(Excerpts of labeled region data)
★ ★ ★ ★

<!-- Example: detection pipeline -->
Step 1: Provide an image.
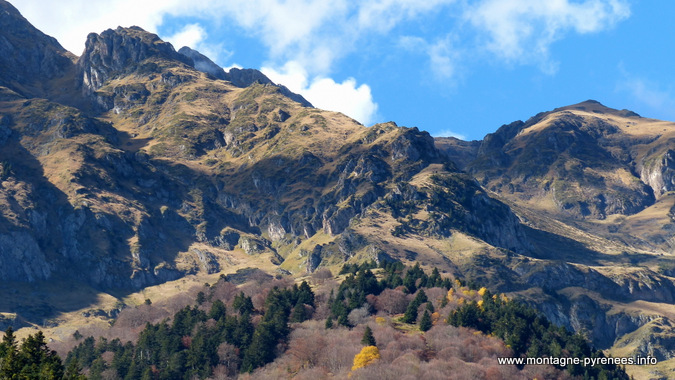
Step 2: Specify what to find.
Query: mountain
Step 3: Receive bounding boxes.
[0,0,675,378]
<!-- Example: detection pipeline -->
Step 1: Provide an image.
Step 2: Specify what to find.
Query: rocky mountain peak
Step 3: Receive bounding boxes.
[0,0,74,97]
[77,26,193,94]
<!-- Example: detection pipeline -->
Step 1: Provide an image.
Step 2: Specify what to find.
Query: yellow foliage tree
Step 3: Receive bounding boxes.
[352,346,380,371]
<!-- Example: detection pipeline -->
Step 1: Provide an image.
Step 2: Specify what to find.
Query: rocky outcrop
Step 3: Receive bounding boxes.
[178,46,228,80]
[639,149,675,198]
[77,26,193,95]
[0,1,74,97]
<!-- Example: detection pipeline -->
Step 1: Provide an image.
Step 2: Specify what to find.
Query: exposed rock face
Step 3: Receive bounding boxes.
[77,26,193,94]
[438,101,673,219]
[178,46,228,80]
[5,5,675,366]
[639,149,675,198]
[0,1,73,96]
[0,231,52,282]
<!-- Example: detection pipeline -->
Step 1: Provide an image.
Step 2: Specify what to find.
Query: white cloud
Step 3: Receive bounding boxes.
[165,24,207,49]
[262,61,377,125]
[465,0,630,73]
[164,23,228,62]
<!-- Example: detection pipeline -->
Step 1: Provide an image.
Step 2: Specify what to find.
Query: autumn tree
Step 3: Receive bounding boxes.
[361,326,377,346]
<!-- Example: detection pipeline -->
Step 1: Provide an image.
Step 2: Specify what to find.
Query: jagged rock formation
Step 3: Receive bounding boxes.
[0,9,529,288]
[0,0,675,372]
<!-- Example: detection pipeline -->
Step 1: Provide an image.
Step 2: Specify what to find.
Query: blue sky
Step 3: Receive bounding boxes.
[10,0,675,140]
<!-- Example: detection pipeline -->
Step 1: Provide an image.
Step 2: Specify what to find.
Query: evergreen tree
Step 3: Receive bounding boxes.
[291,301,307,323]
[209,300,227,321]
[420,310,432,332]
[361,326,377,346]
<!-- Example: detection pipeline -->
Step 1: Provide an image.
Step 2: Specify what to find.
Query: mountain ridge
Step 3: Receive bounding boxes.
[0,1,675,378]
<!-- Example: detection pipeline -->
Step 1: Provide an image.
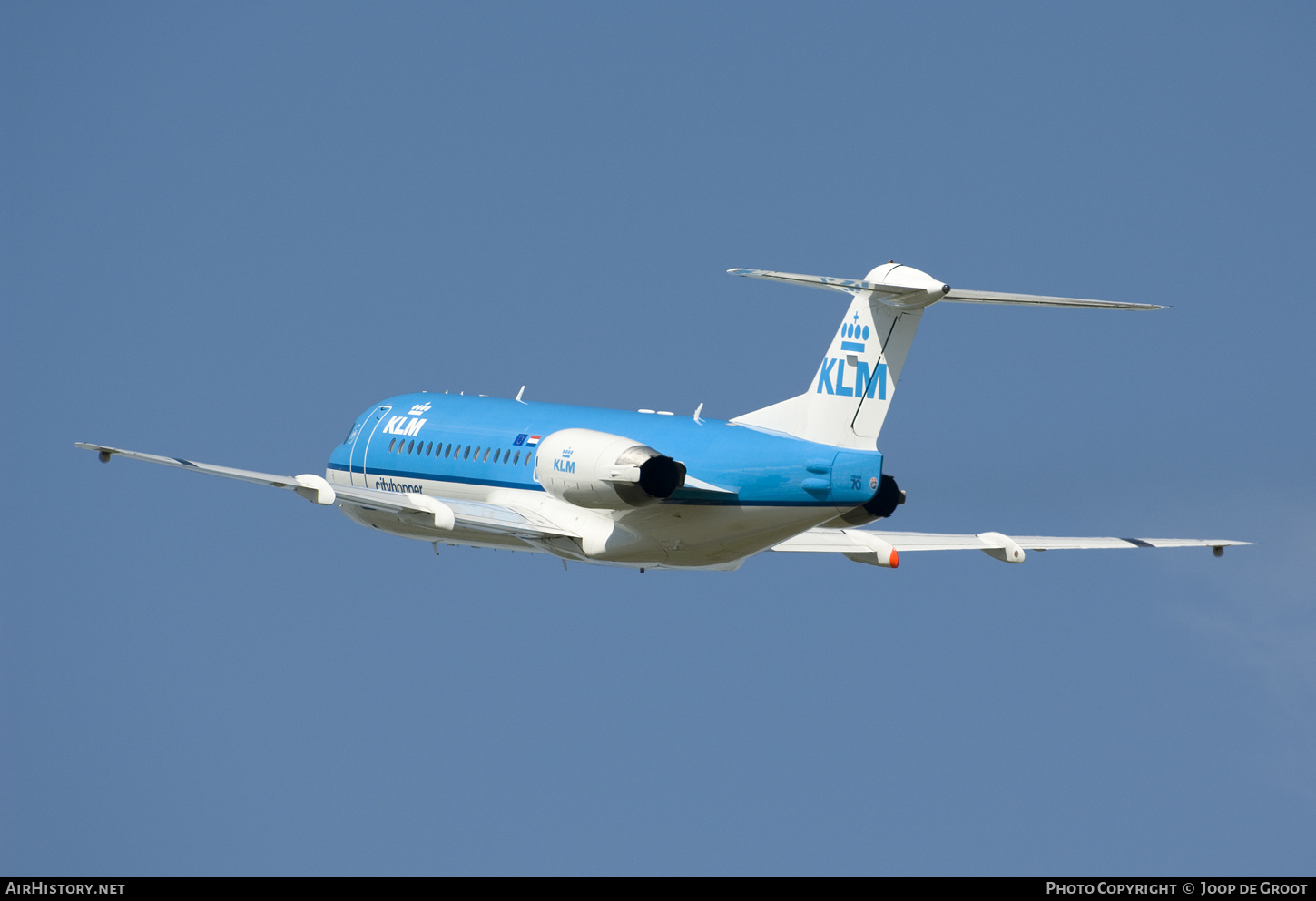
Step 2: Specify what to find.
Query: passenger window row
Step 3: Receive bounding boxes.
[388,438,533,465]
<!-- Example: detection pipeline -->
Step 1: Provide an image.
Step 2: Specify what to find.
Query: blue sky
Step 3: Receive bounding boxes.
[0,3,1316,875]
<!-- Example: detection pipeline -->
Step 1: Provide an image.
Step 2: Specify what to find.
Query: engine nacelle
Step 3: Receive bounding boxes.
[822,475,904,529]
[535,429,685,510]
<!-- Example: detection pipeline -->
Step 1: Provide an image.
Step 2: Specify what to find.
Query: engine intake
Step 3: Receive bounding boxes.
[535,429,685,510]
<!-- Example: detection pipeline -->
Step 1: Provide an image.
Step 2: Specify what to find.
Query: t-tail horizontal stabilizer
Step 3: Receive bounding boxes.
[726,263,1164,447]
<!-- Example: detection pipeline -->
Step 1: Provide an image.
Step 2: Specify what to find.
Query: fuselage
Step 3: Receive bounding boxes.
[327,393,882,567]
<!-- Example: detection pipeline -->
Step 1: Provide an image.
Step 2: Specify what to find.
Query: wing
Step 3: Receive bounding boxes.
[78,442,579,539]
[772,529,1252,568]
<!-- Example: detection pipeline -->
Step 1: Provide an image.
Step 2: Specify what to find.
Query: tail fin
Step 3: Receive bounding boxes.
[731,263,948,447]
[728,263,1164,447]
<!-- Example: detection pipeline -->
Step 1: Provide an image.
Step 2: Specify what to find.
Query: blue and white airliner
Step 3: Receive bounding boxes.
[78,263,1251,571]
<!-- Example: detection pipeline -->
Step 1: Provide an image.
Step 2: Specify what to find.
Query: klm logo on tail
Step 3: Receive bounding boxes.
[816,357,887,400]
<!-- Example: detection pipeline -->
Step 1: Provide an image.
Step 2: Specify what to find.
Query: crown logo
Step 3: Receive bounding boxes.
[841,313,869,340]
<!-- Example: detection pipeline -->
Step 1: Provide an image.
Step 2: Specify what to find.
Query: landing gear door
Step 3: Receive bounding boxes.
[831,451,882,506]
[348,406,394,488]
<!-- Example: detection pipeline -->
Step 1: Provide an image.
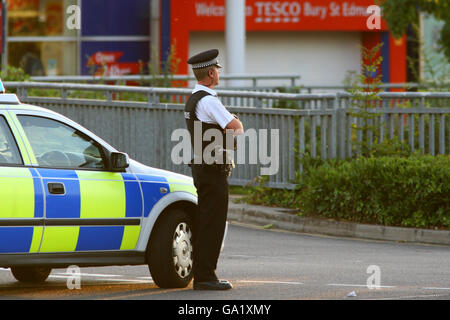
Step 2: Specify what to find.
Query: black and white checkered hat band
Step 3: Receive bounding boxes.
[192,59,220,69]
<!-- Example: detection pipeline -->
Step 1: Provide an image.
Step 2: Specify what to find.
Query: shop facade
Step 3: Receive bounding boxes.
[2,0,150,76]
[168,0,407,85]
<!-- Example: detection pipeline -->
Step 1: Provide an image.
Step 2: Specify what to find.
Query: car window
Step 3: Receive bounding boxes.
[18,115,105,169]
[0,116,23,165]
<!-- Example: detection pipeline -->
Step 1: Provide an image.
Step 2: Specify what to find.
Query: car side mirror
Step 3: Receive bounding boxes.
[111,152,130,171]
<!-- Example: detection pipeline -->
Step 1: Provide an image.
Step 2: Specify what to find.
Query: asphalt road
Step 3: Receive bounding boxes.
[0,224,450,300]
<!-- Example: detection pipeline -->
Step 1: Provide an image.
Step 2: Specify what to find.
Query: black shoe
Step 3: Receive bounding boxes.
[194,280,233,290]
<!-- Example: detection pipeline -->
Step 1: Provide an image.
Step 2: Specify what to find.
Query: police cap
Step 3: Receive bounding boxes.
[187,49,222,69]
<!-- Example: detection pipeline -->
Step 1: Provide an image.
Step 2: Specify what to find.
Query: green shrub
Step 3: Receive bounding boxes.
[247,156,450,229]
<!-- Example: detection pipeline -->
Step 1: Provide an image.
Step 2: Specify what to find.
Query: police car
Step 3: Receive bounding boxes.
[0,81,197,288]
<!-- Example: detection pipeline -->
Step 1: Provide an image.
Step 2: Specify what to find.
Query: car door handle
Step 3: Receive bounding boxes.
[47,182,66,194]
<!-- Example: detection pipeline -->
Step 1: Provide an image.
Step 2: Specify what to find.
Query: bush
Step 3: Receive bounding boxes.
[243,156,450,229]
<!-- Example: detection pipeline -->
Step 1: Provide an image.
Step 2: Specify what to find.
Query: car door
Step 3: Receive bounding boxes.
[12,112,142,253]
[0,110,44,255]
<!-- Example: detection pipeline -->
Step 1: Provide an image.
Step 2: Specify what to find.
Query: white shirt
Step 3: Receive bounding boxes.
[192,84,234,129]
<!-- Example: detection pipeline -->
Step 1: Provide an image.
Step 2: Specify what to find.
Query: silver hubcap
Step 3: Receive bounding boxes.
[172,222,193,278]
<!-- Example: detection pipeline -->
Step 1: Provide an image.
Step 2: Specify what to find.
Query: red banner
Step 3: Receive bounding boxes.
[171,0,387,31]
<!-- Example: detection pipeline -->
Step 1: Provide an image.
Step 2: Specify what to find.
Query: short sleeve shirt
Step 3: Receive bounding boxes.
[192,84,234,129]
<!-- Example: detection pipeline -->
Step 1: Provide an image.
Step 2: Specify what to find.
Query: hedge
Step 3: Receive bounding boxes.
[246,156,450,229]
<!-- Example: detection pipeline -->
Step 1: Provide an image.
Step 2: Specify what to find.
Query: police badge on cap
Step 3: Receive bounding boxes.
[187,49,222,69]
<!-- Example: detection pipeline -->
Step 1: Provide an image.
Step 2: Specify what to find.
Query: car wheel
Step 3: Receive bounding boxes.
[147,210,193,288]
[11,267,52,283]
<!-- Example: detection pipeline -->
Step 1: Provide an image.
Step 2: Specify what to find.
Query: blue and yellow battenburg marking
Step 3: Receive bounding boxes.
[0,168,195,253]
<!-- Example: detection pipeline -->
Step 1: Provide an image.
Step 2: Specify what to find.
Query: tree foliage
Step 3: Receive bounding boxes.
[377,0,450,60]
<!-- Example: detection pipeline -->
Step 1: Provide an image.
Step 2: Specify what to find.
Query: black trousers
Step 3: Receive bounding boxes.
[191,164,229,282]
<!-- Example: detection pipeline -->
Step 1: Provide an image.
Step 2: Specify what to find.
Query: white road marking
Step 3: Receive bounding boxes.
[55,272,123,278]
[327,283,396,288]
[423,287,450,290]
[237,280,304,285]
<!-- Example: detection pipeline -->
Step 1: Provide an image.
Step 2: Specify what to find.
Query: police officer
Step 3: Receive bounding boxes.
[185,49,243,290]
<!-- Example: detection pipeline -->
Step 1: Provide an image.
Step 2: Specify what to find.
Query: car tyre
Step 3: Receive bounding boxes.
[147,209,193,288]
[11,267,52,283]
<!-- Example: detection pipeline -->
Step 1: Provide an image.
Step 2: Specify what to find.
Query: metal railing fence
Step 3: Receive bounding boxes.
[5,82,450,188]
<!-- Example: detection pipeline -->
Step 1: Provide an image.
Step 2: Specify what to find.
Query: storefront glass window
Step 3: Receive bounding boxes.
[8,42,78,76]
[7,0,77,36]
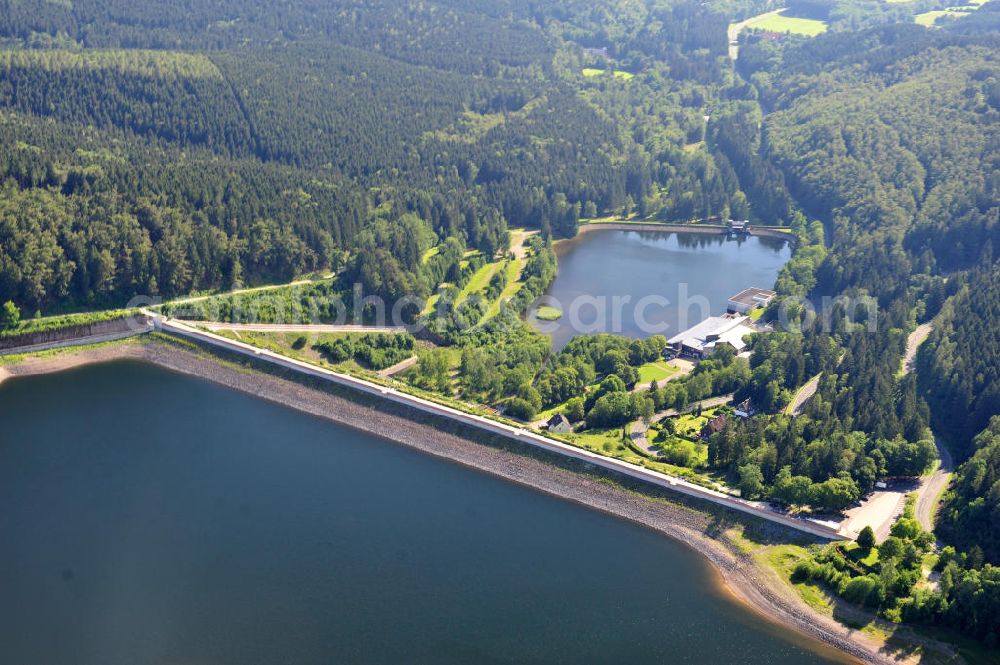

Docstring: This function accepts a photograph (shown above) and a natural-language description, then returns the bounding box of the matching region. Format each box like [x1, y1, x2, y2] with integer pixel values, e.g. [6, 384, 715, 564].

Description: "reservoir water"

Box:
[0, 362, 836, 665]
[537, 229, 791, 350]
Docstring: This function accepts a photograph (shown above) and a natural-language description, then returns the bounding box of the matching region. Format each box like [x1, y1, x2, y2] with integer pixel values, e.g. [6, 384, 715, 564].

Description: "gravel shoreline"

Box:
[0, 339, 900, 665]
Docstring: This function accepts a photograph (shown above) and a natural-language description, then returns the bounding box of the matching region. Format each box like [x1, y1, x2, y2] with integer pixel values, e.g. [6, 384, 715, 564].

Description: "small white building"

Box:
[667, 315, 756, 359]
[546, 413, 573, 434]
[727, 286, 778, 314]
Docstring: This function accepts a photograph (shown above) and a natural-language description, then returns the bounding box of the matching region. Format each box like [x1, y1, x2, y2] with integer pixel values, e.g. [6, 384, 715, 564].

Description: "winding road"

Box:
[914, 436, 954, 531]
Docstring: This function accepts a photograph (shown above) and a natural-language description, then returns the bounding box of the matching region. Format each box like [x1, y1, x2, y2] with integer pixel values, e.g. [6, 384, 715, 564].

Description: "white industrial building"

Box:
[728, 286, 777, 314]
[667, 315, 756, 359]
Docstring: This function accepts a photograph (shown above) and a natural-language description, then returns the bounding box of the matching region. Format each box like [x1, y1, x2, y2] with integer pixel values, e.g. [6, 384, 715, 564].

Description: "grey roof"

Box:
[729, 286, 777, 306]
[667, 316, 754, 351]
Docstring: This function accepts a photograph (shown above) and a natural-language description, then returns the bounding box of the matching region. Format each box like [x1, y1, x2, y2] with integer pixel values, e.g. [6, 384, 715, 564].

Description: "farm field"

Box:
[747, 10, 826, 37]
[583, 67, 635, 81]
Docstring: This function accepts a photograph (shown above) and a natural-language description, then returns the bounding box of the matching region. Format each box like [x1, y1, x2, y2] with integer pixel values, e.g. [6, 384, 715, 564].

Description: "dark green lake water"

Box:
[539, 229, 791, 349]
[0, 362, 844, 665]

★ ★ ★ ★

» Objective: Copy the records word for word, from the beginning of the records through the line containing "[164,23,228,62]", including that line. Leave out the pictures.

» Answer to the exercise:
<!-- Example: detection pipeline -->
Step 1: Provide an image.
Step 2: Specify what to find.
Query: mountain
Step 3: Receive bounding boxes.
[0,0,675,378]
<!-- Example: detection pipeline -->
Step 1: Provide an image.
Step 2: Specify what to find.
Query: rocky mountain peak
Step 3: Receive bounding boxes.
[0,0,74,97]
[77,26,193,94]
<!-- Example: detection pipeline -->
Step 1: Provide an image.
Step 2: Specify what to find.
Query: yellow foliage tree
Step 3: Receive bounding boxes.
[352,346,380,371]
<!-- Example: detection pipeline -->
Step 1: Provide an image.
Step 2: Specify what to find.
Query: rocky outcrop
Step 3: Receive bounding boxes.
[178,46,228,80]
[639,149,675,198]
[77,26,193,95]
[0,1,74,97]
<!-- Example: detection pipeline -->
Step 1: Provide an image.
Step 2: Specify what to find.
Query: exposed rock face
Step 3: Receive bounding boxes.
[77,26,193,94]
[438,101,673,219]
[178,46,228,80]
[5,5,675,366]
[639,149,675,198]
[0,1,73,96]
[0,231,52,282]
<!-- Example: detection pipeline -->
Step 1: Provide an image.
Step 2: Specify what to find.
Query: white cloud
Step 3: Receive bounding boxes.
[165,24,207,49]
[262,61,377,125]
[465,0,630,73]
[164,23,228,62]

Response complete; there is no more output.